Exercise tasks:
1. Return every line of the rows that contains the string "wheel". Case counts.
2. Extend the article about the Everglades python invasion, starting right after its last sentence.

Text section:
────────

Pythons have few fans in Florida these days and now they have a new, powerful enemy - newly appointed Secretary of the Interior Ken Salazar.
President Obama's choice to defend the nation's parks took an airboat ride Thursday through the Everglades with other Florida political dynamos to tour the ecosystem and toss around ideas on how to stop the python invasion. He was joined in his snake hate by Sen. Bill Nelson, Congressman Kendrick Meek and still-Gov. Charlie Crist.
The most promising -- and dangerous -- idea might be a bounty program, which would pay any Floridian who catches one of the massive reptiles, dead or alive. One lobbyist on the airboat trip offered $10,000 or his own money to get the program started right now.
It's a noble idea, if not foolish, because with so many people out of a job in the state, amateur bounty hunters and snake wranglers would probably arrive in force in the swamps of the Everglades tomorrow. Anybody seen Samuel L. Jackson lately?

────────

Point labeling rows
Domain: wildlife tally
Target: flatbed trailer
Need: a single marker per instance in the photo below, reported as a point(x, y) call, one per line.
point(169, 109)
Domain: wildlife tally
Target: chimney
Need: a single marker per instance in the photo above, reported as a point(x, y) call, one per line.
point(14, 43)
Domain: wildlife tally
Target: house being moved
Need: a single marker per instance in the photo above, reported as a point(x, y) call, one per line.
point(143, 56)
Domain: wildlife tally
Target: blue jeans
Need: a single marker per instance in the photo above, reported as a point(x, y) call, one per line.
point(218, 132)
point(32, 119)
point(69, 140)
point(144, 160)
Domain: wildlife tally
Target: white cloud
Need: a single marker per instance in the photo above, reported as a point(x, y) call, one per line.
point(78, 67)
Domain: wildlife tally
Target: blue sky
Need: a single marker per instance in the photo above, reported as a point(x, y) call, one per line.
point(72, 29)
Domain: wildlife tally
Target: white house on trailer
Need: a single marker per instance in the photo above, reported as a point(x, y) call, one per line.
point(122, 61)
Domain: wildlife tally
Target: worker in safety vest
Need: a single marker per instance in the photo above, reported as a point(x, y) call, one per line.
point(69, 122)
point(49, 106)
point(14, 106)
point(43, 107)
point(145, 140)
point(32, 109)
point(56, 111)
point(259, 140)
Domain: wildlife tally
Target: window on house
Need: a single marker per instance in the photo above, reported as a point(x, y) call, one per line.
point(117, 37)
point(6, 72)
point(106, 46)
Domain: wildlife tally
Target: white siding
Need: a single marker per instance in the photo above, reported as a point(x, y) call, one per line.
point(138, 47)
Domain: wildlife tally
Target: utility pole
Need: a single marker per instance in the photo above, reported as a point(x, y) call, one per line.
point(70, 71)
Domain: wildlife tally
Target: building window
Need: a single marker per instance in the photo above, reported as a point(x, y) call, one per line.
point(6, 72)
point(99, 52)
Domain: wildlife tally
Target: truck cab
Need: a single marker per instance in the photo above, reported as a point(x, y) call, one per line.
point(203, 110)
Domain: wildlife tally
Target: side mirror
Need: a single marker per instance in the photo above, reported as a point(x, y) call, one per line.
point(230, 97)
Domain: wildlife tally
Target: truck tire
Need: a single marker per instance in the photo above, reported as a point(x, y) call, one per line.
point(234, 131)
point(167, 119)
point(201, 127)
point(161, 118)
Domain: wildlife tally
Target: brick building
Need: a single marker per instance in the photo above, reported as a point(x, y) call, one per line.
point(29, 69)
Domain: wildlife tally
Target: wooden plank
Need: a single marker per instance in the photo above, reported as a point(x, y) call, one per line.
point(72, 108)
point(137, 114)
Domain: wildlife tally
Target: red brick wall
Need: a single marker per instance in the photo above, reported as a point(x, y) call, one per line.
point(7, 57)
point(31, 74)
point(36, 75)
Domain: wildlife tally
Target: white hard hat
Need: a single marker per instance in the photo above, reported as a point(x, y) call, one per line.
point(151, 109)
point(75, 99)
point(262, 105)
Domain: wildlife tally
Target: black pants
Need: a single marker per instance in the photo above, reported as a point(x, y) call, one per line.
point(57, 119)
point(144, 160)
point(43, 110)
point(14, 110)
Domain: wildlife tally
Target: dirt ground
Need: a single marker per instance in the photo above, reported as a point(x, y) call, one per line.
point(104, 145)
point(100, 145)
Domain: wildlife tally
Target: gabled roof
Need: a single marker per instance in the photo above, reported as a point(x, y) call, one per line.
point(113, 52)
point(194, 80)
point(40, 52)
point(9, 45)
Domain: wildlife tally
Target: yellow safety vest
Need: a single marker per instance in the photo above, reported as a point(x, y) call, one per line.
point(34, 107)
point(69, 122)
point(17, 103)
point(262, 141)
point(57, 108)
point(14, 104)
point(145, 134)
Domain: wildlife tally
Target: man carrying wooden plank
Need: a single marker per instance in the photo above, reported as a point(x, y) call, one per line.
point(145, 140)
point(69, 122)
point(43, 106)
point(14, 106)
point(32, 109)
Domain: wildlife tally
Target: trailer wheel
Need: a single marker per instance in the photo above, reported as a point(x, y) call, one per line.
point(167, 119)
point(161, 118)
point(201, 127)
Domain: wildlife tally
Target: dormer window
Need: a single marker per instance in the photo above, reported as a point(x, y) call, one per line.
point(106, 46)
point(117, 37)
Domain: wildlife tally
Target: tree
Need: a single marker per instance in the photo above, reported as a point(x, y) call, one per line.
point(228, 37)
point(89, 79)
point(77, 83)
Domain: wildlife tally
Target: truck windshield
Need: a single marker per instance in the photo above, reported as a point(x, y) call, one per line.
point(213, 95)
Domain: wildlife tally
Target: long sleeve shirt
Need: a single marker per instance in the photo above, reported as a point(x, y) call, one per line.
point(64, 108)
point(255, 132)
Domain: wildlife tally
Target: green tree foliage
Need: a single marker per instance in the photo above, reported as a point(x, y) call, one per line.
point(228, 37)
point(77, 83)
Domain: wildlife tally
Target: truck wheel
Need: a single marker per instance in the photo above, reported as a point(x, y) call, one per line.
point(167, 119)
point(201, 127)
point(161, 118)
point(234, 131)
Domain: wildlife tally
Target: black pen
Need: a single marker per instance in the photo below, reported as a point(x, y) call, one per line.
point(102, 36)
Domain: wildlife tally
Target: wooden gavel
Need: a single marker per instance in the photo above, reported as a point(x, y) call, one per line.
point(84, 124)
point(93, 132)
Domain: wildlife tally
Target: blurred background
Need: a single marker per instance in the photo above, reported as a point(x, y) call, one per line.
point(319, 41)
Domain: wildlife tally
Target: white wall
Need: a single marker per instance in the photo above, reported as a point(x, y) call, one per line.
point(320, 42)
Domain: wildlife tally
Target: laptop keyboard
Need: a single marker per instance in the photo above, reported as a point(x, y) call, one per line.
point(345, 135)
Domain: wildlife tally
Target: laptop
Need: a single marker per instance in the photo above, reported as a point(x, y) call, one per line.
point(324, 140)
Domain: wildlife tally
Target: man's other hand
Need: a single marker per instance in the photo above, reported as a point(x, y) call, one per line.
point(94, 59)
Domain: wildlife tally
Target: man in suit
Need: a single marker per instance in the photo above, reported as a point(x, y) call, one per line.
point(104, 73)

────────

Written answers:
1.
Target: trailer wheel
Target: truck wheel

2.
Before you get any ideas, take a second to put down your swamp boots and that snake wrangler bag. Just because you subscribed to National Geographic or religiously watch Animal Planet and the Discovery Channel, doesn't mean you are qualified to capture a 20-foot long, 250-pound monster apex predator.
What makes matters worse for potential snake hunters is in Everglades National Park, where most of the snakes make their home, you can't use a gun.
Luckily, Salazar and Crist told lobbyists and wildlife officials to hold their horses on the bounty idea.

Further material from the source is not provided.